Consegne
• 1. Rispondi a queste domande sul testo fornito:
(a) Di quale tipo di pensione tratta?
(b) Tra quali due soggetti va ripartito il trattamento?
(c) Quale elemento ulteriore viene citato oltre alla durata dei matrimoni?
• 2. Riproduci dal testo fornito tutto il brano che va da "Pensione di reversibilità: la" giù fino a "delle convivenze prematrimoniali.", estremi inclusi.

Testo fornito
»»

Pensione di reversibilità: la ripartizione del trattamento tra coniuge divorziato e coniuge superstite

Ove sia il coniuge divorziato che quello superstite abbiano i requisiti per percepire la pensione di reversibilità, la ripartizione del trattamento va effettuata, oltre che sulla base del criterio della durata dei matrimoni, anche tenendo conto di ulteriori elementi correlati, tra i quali la durata delle convivenze prematrimoniali.

««

Voci da un insieme di annotazioni a punti
»»

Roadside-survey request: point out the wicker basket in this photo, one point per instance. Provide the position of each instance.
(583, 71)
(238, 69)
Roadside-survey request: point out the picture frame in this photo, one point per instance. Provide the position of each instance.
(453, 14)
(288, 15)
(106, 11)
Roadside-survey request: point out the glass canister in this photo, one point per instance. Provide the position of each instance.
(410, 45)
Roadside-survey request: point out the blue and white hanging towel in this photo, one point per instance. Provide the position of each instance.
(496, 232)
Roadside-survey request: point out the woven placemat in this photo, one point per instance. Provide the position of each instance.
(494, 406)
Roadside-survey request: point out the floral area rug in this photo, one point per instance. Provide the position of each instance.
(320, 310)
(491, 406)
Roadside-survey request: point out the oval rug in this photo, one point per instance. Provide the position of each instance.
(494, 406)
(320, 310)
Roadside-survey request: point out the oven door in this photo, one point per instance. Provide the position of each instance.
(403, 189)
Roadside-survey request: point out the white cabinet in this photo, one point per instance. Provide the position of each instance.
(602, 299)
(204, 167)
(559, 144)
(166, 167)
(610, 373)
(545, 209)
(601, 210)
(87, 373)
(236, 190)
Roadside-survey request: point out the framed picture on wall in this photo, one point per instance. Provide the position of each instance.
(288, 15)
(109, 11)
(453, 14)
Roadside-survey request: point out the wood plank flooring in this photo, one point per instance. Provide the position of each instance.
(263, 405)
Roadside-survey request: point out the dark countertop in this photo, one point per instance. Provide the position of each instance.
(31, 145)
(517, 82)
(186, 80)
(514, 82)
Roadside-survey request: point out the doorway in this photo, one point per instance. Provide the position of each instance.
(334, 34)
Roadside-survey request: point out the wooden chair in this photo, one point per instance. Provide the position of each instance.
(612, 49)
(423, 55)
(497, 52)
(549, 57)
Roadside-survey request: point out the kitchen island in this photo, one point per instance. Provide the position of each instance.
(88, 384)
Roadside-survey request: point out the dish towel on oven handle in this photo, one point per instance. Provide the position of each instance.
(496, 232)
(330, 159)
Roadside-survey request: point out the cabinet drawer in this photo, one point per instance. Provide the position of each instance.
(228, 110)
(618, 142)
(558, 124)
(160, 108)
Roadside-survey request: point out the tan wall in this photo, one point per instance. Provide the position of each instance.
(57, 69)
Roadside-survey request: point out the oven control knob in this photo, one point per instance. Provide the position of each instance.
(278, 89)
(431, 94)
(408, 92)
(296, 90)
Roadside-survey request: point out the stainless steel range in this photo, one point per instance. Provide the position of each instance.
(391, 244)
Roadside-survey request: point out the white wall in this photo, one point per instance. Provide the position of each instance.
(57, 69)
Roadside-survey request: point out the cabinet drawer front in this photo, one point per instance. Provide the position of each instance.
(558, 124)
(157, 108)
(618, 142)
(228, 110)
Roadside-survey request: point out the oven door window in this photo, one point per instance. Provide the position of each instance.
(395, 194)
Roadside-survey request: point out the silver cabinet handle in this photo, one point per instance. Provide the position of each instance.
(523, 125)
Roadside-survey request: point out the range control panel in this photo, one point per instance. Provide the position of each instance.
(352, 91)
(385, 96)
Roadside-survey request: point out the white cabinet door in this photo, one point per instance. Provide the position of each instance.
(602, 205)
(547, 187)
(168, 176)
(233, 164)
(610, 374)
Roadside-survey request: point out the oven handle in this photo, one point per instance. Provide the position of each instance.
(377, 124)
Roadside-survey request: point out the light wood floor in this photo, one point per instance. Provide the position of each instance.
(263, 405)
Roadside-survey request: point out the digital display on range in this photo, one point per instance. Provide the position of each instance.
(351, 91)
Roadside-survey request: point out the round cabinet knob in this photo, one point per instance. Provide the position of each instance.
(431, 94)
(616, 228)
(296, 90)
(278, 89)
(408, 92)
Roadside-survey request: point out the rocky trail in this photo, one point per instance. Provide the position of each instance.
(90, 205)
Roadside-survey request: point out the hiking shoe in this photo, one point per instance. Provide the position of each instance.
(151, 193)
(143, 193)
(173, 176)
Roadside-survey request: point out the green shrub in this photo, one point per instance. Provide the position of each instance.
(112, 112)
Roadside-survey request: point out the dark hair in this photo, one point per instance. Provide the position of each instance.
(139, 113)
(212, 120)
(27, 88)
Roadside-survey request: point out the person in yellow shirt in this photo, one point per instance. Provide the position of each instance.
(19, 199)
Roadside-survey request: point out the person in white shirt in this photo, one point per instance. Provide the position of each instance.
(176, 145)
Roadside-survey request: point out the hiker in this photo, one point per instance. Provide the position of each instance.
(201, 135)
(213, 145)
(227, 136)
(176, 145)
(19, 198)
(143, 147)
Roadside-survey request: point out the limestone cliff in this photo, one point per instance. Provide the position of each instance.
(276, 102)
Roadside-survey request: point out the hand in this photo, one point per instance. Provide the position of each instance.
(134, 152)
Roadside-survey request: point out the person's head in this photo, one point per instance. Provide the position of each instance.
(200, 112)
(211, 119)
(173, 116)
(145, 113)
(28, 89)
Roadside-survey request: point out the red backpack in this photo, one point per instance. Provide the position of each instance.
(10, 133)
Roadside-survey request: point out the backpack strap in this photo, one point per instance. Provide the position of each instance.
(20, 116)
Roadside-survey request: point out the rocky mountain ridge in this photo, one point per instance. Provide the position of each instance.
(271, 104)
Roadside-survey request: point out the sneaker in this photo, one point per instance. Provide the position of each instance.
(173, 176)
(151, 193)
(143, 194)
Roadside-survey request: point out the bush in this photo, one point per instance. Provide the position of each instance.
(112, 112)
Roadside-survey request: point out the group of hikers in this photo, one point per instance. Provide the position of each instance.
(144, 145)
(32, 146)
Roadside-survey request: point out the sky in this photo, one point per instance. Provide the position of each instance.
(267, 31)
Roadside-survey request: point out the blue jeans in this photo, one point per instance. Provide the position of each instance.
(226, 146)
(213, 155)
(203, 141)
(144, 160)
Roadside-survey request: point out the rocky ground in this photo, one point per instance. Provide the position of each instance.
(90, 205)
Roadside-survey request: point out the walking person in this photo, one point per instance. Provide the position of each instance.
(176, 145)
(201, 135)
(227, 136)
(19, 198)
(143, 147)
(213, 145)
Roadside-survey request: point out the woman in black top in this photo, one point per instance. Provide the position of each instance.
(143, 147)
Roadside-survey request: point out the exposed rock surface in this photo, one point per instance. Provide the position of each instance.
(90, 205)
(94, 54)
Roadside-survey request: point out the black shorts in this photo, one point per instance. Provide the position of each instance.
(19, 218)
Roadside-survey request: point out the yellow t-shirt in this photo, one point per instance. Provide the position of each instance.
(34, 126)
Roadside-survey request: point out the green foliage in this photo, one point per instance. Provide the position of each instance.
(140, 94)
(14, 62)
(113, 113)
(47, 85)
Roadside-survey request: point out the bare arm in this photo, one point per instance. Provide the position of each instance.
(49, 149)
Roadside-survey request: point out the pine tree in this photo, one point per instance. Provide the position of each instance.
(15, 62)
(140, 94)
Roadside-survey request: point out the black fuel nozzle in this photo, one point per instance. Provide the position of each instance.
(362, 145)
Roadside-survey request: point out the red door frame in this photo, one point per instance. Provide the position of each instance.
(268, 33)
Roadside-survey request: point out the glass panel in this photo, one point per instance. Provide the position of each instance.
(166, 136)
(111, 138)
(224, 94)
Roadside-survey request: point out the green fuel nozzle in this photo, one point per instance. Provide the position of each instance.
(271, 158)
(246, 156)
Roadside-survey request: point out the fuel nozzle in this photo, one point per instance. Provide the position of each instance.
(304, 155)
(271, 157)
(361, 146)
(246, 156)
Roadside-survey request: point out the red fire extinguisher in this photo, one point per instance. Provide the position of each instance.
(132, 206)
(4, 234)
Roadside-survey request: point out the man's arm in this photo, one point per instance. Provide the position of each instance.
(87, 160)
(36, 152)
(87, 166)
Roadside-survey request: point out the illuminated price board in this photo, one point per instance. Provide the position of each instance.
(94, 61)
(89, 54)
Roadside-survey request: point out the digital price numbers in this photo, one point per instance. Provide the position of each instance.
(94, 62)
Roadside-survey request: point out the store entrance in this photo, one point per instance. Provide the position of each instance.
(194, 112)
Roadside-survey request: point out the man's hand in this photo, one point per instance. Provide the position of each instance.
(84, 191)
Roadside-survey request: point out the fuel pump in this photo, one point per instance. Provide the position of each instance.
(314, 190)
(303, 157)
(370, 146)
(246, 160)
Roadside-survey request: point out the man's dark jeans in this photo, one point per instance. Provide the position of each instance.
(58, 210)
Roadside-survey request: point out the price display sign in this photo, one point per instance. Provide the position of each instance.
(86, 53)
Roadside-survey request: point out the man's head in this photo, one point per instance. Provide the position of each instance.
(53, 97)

««

Soluzioni
• 1.
(a) La pensione di reversibilità.
(b) Tra il coniuge divorziato e il coniuge superstite.
(c) La durata delle convivenze prematrimoniali.

• 2.
Pensione di reversibilità: la ripartizione del trattamento tra coniuge divorziato e coniuge superstite

Ove sia il coniuge divorziato che quello superstite abbiano i requisiti per percepire la pensione di reversibilità, la ripartizione del trattamento va effettuata, oltre che sulla base del criterio della durata dei matrimoni, anche tenendo conto di ulteriori elementi correlati, tra i quali la durata delle convivenze prematrimoniali.